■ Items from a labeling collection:
_ _ _ _ _ _ _

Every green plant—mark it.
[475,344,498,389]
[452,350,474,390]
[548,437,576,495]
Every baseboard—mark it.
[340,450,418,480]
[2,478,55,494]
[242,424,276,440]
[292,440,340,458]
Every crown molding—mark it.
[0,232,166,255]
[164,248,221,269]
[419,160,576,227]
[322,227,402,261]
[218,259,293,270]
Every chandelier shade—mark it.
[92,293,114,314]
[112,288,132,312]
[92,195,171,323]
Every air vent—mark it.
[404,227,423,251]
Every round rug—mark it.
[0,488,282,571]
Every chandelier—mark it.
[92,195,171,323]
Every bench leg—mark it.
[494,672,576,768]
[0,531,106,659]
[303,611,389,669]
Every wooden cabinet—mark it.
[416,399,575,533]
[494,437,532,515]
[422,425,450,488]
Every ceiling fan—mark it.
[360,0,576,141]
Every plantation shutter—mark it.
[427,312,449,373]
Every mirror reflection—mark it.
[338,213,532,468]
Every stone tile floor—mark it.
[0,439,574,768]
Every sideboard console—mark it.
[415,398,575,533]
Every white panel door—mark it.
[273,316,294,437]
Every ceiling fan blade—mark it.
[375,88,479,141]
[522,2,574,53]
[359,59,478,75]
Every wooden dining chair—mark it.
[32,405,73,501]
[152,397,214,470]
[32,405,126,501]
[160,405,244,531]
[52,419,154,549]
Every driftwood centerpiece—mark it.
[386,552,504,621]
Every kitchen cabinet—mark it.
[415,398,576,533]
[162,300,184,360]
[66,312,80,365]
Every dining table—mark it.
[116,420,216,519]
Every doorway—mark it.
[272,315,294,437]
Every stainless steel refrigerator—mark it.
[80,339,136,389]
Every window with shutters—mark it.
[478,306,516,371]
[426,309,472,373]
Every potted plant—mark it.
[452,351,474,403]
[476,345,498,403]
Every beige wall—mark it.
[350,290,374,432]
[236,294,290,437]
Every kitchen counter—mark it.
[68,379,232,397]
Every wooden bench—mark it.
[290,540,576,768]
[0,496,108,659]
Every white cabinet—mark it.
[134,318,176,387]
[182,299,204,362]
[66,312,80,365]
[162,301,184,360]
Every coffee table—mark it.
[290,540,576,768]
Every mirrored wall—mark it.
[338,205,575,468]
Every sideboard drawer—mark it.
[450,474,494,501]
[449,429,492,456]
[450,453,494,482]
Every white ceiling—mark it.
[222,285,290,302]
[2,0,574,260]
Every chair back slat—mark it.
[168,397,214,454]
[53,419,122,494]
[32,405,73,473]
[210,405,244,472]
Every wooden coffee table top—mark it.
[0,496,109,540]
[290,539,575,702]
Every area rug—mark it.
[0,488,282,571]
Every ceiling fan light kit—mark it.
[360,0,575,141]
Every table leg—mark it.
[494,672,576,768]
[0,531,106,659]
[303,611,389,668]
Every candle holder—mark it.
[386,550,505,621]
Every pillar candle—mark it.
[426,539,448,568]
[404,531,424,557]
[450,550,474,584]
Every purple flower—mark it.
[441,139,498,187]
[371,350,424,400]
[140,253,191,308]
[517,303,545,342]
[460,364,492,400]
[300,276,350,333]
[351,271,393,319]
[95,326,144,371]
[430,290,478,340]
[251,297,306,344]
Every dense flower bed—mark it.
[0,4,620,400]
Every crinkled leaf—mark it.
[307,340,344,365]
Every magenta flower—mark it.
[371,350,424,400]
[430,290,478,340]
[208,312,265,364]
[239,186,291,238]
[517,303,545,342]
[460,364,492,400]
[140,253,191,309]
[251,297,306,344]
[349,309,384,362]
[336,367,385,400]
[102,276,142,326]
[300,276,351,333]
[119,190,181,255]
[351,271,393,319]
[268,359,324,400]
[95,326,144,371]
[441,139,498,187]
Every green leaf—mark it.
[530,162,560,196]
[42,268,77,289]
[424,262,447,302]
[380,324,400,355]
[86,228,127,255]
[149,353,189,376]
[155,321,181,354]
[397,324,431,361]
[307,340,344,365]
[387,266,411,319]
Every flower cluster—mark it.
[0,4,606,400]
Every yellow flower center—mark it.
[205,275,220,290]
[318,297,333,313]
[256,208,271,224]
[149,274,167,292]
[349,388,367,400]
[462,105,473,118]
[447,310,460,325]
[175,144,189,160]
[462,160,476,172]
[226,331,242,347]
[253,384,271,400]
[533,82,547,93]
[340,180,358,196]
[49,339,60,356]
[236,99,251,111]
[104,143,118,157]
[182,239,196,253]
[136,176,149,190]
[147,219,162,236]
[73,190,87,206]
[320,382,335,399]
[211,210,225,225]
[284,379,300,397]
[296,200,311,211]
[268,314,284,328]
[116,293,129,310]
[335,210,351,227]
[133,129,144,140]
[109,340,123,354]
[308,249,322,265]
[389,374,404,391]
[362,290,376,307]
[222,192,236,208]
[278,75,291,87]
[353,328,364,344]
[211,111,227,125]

_ _ _ _ _ _ _

■ What needs to be done: Copy out the full set of records precisely, leaving nothing out.

■ Response to the exercise:
Every green plant—mark it.
[475,344,498,389]
[452,350,474,390]
[548,437,576,495]
Every baseboard—mark it.
[340,450,418,480]
[2,478,55,494]
[242,424,276,440]
[292,440,340,458]
Every crown molding—mark it.
[0,232,166,255]
[164,248,221,269]
[419,160,576,227]
[322,227,402,261]
[218,259,293,270]
Every chandelier shade—mark it.
[92,293,114,314]
[112,288,132,312]
[92,195,171,323]
Every air vent—mark it.
[404,227,423,251]
Every round rug—mark it.
[0,488,282,571]
Every chandelier—mark it.
[92,195,171,323]
Every bench leg—mark it.
[494,672,576,768]
[0,531,106,659]
[303,611,389,669]
Every wooden cabinet—mark it.
[416,399,575,533]
[494,437,532,515]
[422,425,450,488]
Every ceiling fan—mark it.
[360,0,576,141]
Every plantation shutter—mark it.
[427,312,449,373]
Every mirror reflection—mark it.
[338,213,532,468]
Every stone tile floor—mark it.
[0,439,574,768]
Every sideboard console—mark it.
[415,398,575,533]
Every white panel door—mark it.
[273,316,294,437]
Every ceiling fan blade—mark it.
[375,88,479,141]
[522,2,574,53]
[359,59,478,75]
Every wooden dining chair—mark it.
[32,405,73,501]
[152,397,214,470]
[32,405,126,501]
[160,405,244,531]
[52,419,154,549]
Every driftwood centerpiece—mark it.
[386,552,504,621]
Every kitchen cabinet—mark it.
[415,398,576,533]
[162,300,184,360]
[66,312,80,365]
Every dining table—mark it.
[116,420,216,519]
Every doorway—mark it.
[272,315,294,437]
Every stainless steel refrigerator—mark it.
[80,339,136,389]
Every window with shutters—mark it.
[478,306,516,371]
[426,309,472,373]
Every potted plant—mark it.
[452,351,474,403]
[476,345,498,403]
Every beige wall—mark it.
[350,290,374,432]
[236,294,290,437]
Every kitchen counter—mark it.
[68,379,232,397]
Every wooden bench—mark it.
[290,540,576,768]
[0,496,108,659]
Every white cabinet—mark it.
[134,318,176,387]
[182,299,204,362]
[66,312,80,365]
[162,301,184,360]
Every coffee table—mark it.
[290,540,576,768]
Every mirrored wall—mark it.
[338,205,575,468]
Every sideboard drawer—mark it.
[450,474,494,501]
[449,429,492,456]
[450,453,494,482]
Every white ceiling—mark it.
[222,285,290,302]
[2,0,574,260]
Every chair back slat—mark it.
[168,397,214,454]
[53,419,122,494]
[32,405,73,473]
[210,405,244,472]
Every wooden coffee table top—mark it.
[0,496,109,540]
[290,539,575,702]
Every area rug—mark it.
[0,488,282,571]
Every ceiling fan light kit—mark it.
[360,0,575,141]
Every table leg—mark it.
[494,672,576,768]
[0,531,106,659]
[303,611,389,668]
Every candle holder—mark it.
[386,550,505,621]
Every pillar candle—mark it.
[426,539,448,568]
[404,531,424,557]
[450,550,474,584]
Every purple flower—mark it.
[441,139,498,187]
[371,350,424,400]
[140,253,191,308]
[517,303,545,342]
[460,364,492,400]
[300,276,350,333]
[351,271,393,319]
[95,326,144,371]
[430,290,478,340]
[251,297,306,344]
Every dense flower bed—mark it.
[0,4,620,400]
Every crinkled leaf—mark it.
[307,340,344,365]
Every magenta flower—mark it.
[371,350,424,400]
[430,290,478,340]
[208,312,265,364]
[239,186,291,238]
[517,303,545,342]
[460,364,492,400]
[140,253,191,309]
[251,297,306,344]
[349,309,384,362]
[336,367,385,400]
[102,276,142,326]
[300,276,351,333]
[119,190,181,255]
[351,271,393,319]
[268,359,324,400]
[95,326,144,371]
[441,139,498,187]
Every green leaf—mark it.
[530,162,560,196]
[42,268,77,289]
[424,262,447,302]
[380,324,400,355]
[86,228,127,255]
[149,353,189,376]
[155,321,181,354]
[397,324,431,361]
[307,340,344,365]
[387,266,411,319]
Every flower cluster—mark it.
[0,4,606,400]
Every yellow flower center—mark it.
[205,275,220,290]
[318,297,333,313]
[256,208,271,224]
[149,274,167,292]
[349,388,367,400]
[462,105,473,118]
[447,310,460,325]
[175,144,189,160]
[462,160,476,172]
[226,331,242,347]
[253,384,271,400]
[533,82,547,93]
[340,180,358,196]
[49,339,60,356]
[236,99,251,111]
[104,143,118,157]
[182,239,196,253]
[136,176,149,190]
[147,219,162,236]
[73,190,87,206]
[320,382,335,399]
[211,210,225,225]
[284,379,300,397]
[296,200,311,211]
[268,314,284,328]
[116,293,129,310]
[335,210,351,227]
[133,129,144,140]
[109,340,123,354]
[308,249,322,265]
[389,374,404,391]
[362,290,376,307]
[222,192,236,208]
[278,75,291,87]
[353,328,364,344]
[211,111,227,125]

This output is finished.